> Kutipan Teks:
Hal penting yang mau disampaikan dari semua ketertinggalan itu adalah misi pemerataan pedidikan, ekonomi dan SDM secara merata di wilayah nusantara, tidak akan pernah tercapai bila pembangunan belum merata. Pembangunan SDM akan dengan mudah, bila saja ada pemerataan pembangunan. Seperti Jaringan komunikasi, listrik, jalan raya, dan pemutusan isolasi antara kampung dengan kampung, antara desa-dengan desa.
Bila sebelum Covid-19, pemerataan pembagunan infrastruktur jaringan “tidak terlalu penting” atau pilah-pilih daerah/desa atau kampung, maka saat ini pemerataan akses jaringan untuk semua warga menjadi keharusan dan atau hak warga negara untuk segera dipenuhi.
Bila masih ada warga yang belum (tidak) beruntung (the underprivileged people) untuk mengakses informasi dengan teknologi digital selama dan sesudah pandemi Covid-19 maka sama saja dengan meninggalkan atau membiarkan mereka semakin terperosok dan semakin tertinggal dari berbagai sektor. Hal ini semakin diperparah lagi, bila tertinggal juga dari segi infrastruktur transpotasi dan listrik.
Pemerintah meluncurkan berbagai macam nama dan jenis program dengan cita-cita agar meratanya akses jaringan di tanah air dan pembagunan lainnya yang bermuara pada peningkatan ekonomi dan SDM. Harapan ini terbentur dengan ketertinggalan lainya, seperti akses transportasi dan listrik.
Kenyataan ini juga diungkapkan oleh General Manager Future Network Project Telkomsel, Ronald Limoa bahwa sejumlah kesulitan yang menjadi kendala dalam membangun akses jaringan internet di daerah terpencil, tertinggal, terluar (3T) di Indonesia, sebagaimana dikutip dari CNN Indonesia adalah pertama, kendala perluasan jaringan internet di berbagai wilayah di Indonesia (daerah 3T) adalah akses transportasi.
Kedua, masih terbentur dengan ketersediaan infrastruktur dasar dan pendukung seperti listrik, sering sekali menjadi hambatan penyelenggara jaringan untuk membangun akses jaringan telekomunikasi ataupun akses data di wilayah (Kamis, 17/12/2020). Misalanya, di wilayah Nusa Tenggara Timur (NTT) masih ada 25.000 rumah tangga yang belum menikmati listrik (finance.detik.com, 6/2/2020).
Tidaklah berlebihan jika dikatakan bahwa, peningkatan kualitas jalan raya dan pembukaan isolasi antar daerah adalah jantung dan jalan agar pembangunan lainnya dapat berjalan. Pengandaiannya sederhana saja: Pengusaha atau negara ingin membangun pemancar jaringan atau PLN, pasti membutuhkan akses masuk untuk mengangkut peralatan yang dibutuhkan, atau petani dan pengusaha tidak mungkin mengandalkan tenaga manusia untuk menjual dan membeli (mengangkut) hasil bumi dalam jumlah yang banyak.

> Butir Tugas:
Mengapa kutipan tentang pemerataan pembangunan menyebut peningkatan kualitas jalan raya dan pembukaan isolasi antardaerah sebagai "jantung dan jalan agar pembangunan lainnya dapat berjalan"? Jawablah dalam satu sampai tiga kalimat.

> Cuplikan Data:

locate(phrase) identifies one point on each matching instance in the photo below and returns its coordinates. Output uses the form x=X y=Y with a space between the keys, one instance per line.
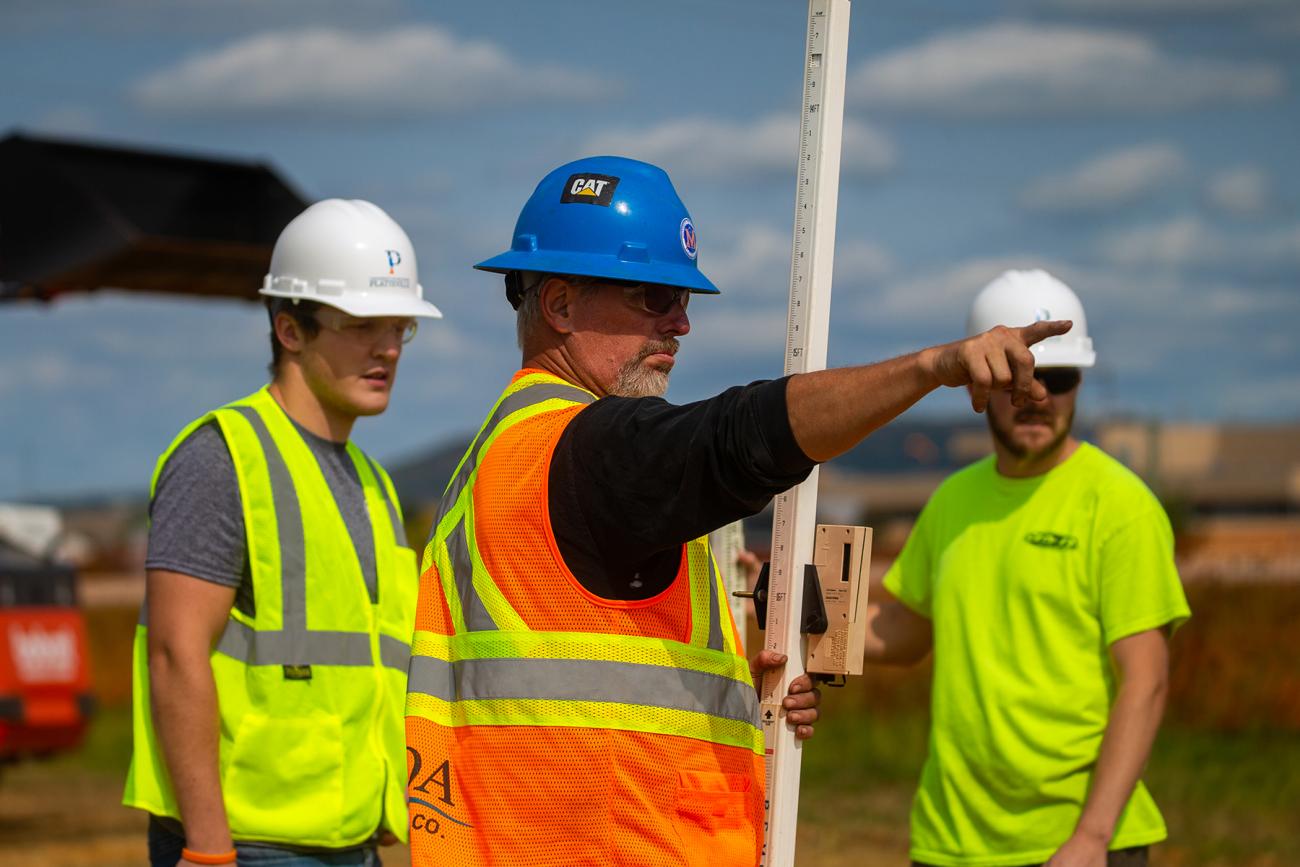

> Hasil Tugas:
Pengusaha atau negara yang ingin membangun pemancar jaringan atau PLN pasti membutuhkan akses masuk untuk mengangkut peralatan yang dibutuhkan. Selain itu, petani dan pengusaha tidak mungkin mengandalkan tenaga manusia untuk menjual dan membeli (mengangkut) hasil bumi dalam jumlah banyak.